Text segment |
%%

The first solution can be a pain with the dependencies and the extra junk you have to provide every time you add a new type.

I like both, the second solution is quite elegant too.


namespace Collision
{
enum
{
TYPE_NOT_SET=-1,
//-----------------------
TYPE_POINT,
//TYPE_SEGMENT,
TYPE_SPHERE,
TYPE_TRIANGLE,
//TYPE_RECTANGLE,
//TYPE_OBB,
//TYPE_POLYGON,
//TYPE_POLYLINE,
//-----------------------
TYPE_COUNT,
};


struct Shape
{
Shape(int typeId) : m_typeId(typeId) {}
const int m_typeId;
};

struct Sphere: public Shape
{
Sphere() : m_typeId(TYPE_SPHERE) {}
};

struct Triangle: public Shape
{
Triangle() : m_typeId(TYPE_TRIANGLE) {}
};


struct Table
{
typedef bool (*collideFunc)(Shape* a, Shape* b) CollisionFunc;

static bool collide(Shape* a, Shape* b);
static bool collidePointSphere(Point* a, Sphere* b);
static bool collidePointTriangle(Point* a, Triangle* b);
static bool collideSphereSphere(Sphere* a, Sphere* b);
static bool collideSphereTriangle(Sphere* a, Triangle* b);
static bool collideTriangleTriangle(Triangle* a, Triangle* b);
};


bool Table::collide(Shape* a, Shape* b)

%%

Listed records |
%%

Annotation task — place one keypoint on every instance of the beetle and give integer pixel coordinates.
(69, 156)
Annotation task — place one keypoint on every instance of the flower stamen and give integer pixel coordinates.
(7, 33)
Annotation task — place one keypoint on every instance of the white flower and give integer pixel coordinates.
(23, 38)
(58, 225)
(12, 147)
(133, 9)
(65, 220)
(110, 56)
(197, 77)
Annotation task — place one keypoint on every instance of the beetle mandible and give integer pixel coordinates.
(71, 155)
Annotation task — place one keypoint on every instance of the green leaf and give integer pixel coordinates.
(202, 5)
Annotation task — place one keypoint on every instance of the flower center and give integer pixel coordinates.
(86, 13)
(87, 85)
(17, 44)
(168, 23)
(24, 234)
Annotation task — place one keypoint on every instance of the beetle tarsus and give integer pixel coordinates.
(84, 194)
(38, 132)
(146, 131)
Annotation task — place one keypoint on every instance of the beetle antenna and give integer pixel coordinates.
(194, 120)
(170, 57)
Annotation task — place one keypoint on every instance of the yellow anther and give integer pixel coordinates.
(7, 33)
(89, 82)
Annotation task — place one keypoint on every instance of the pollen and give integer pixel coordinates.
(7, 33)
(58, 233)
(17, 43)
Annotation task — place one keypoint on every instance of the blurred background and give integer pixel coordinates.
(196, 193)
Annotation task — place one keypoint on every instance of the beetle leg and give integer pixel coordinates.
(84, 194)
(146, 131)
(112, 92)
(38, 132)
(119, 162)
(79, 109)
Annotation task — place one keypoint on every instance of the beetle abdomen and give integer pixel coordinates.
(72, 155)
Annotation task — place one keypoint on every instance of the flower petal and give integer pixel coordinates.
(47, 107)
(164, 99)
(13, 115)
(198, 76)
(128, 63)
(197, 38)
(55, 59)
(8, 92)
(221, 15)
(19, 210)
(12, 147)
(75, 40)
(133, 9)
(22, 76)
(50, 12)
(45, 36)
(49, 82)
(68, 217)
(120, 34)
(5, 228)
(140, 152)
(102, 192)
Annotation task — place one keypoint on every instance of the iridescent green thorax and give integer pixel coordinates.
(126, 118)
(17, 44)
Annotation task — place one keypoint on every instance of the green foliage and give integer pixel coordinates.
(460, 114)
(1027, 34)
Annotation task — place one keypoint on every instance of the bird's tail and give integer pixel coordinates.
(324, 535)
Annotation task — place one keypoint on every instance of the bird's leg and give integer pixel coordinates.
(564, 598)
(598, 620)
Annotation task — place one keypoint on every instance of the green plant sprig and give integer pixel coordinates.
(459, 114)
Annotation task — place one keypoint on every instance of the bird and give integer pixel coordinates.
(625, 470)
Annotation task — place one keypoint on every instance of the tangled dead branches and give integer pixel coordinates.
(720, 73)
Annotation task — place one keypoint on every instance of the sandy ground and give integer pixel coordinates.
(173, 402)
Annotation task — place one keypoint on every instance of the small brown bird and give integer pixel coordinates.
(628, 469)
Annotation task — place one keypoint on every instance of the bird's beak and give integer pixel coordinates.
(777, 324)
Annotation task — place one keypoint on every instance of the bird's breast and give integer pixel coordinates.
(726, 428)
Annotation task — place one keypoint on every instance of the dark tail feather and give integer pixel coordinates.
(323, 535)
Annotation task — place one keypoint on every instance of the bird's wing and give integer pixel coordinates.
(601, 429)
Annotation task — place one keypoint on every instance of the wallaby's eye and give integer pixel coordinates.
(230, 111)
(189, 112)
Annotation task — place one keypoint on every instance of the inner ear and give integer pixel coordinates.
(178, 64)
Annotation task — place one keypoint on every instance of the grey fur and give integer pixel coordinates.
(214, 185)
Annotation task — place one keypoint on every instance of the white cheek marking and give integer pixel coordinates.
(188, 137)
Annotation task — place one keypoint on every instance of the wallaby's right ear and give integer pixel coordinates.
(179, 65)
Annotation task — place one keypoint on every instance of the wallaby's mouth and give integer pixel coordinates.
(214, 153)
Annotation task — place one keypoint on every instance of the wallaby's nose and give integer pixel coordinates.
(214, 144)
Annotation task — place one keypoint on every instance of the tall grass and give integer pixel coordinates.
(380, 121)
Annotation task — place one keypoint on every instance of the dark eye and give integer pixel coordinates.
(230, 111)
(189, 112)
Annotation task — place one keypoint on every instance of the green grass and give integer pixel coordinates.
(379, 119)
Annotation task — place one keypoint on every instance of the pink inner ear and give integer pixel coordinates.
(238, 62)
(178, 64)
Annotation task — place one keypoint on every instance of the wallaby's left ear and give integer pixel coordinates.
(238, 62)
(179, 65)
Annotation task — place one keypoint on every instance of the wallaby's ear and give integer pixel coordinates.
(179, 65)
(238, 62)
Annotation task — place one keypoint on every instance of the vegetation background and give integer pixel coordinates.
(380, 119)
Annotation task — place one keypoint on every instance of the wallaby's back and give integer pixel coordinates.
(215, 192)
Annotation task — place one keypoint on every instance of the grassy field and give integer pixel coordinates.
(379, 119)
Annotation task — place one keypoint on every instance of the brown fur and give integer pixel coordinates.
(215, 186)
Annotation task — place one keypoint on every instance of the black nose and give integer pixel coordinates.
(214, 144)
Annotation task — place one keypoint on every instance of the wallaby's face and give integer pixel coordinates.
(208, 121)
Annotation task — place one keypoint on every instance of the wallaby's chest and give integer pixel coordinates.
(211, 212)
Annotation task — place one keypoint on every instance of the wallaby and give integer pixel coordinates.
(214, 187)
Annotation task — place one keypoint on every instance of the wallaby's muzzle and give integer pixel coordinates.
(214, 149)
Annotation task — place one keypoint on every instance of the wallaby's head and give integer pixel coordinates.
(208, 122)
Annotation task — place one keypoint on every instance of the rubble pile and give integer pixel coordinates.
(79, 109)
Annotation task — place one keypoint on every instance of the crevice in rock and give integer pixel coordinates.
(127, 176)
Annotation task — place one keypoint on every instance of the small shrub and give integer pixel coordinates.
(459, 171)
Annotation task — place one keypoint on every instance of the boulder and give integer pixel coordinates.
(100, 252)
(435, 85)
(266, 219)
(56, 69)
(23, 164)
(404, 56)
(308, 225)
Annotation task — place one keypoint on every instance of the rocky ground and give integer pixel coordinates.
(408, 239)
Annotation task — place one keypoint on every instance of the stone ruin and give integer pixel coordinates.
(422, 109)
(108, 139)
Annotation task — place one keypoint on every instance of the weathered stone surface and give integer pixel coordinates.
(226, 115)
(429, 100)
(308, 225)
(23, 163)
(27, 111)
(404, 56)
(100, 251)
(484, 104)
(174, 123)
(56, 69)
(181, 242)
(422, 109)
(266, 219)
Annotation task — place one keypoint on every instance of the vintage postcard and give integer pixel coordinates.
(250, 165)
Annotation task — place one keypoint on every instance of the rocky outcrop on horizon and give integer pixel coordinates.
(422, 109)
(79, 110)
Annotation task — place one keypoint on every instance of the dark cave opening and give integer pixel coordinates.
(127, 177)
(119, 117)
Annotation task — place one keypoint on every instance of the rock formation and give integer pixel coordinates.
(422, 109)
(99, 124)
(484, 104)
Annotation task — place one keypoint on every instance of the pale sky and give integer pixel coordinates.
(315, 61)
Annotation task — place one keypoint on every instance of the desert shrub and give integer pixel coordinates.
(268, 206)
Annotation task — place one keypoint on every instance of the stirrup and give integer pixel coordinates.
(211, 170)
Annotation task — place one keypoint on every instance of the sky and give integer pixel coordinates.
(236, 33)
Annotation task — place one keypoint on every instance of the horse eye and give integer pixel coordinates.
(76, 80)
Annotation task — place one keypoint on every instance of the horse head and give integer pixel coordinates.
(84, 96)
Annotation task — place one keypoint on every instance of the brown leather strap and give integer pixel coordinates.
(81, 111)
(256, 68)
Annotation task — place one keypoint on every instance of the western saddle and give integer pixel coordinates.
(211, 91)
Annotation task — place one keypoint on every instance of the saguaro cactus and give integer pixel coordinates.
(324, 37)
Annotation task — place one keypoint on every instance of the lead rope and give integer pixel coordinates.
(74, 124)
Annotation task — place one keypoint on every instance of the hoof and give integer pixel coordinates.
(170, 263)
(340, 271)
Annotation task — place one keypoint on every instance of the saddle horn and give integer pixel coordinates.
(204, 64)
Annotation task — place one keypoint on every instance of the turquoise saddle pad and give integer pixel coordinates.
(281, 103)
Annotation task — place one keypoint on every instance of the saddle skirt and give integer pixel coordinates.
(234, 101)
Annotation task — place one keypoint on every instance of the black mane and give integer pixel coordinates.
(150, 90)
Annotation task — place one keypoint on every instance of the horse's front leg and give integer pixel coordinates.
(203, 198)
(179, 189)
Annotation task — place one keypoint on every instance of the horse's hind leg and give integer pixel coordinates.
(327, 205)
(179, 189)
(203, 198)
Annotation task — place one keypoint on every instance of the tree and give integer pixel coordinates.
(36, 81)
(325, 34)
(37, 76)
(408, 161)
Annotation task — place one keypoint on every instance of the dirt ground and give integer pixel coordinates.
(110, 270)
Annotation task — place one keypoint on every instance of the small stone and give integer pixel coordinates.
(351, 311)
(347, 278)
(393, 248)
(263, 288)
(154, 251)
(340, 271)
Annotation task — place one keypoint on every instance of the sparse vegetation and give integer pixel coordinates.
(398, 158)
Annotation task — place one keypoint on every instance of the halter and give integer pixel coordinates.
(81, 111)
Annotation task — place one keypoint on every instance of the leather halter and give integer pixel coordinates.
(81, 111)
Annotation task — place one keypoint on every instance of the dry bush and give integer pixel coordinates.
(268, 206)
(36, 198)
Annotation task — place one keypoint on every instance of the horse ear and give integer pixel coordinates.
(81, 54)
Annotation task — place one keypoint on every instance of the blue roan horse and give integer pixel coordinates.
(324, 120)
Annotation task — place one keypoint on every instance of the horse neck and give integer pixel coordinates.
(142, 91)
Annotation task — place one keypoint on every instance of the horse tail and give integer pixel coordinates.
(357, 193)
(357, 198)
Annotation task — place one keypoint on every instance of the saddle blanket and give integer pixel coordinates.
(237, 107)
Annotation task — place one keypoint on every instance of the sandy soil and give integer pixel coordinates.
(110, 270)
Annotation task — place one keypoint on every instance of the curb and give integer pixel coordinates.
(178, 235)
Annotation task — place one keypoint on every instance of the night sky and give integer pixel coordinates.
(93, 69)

%%

Brief 1 | According to the collision code post, what makes the first solution a pain?
Brief 2 | Carry the collision code post on from its last line.
The material has nothing to do with the post about collision code.

Final result 1 | The dependencies and the extra junk you have to provide every time you add a new type.

Final result 2 |
{
static CollisionFunc s_collisionFunctionTable[TYPE_COUNT][TYPE_COUNT] =
{
// TYPE_POINT
{
NULL,
collidePointSphere,
collidePointTriangle,
},

// TYPE_SPHERE
{
NULL,
collideSphereSphere,
collideSphereTriangle,
},


// TYPE_TRIANGLE
{
NULL,
NULL,
collideTriangleTriangle,
},
};

if(a == NULL || b == NULL) return false;
if(a->type() < 0 || b->type() < 0) return false;
if(a->type() >= TYPE_COUNT || b->type() >= TYPE_COUNT) return false;

CollisionFunc func = s_collisionFunctionTable[a->type()][b->type()];

if (func != NULL)
return func(a, b);

func = s_collisionFunctionTable[b->type()][a->type()];

if (func != NULL)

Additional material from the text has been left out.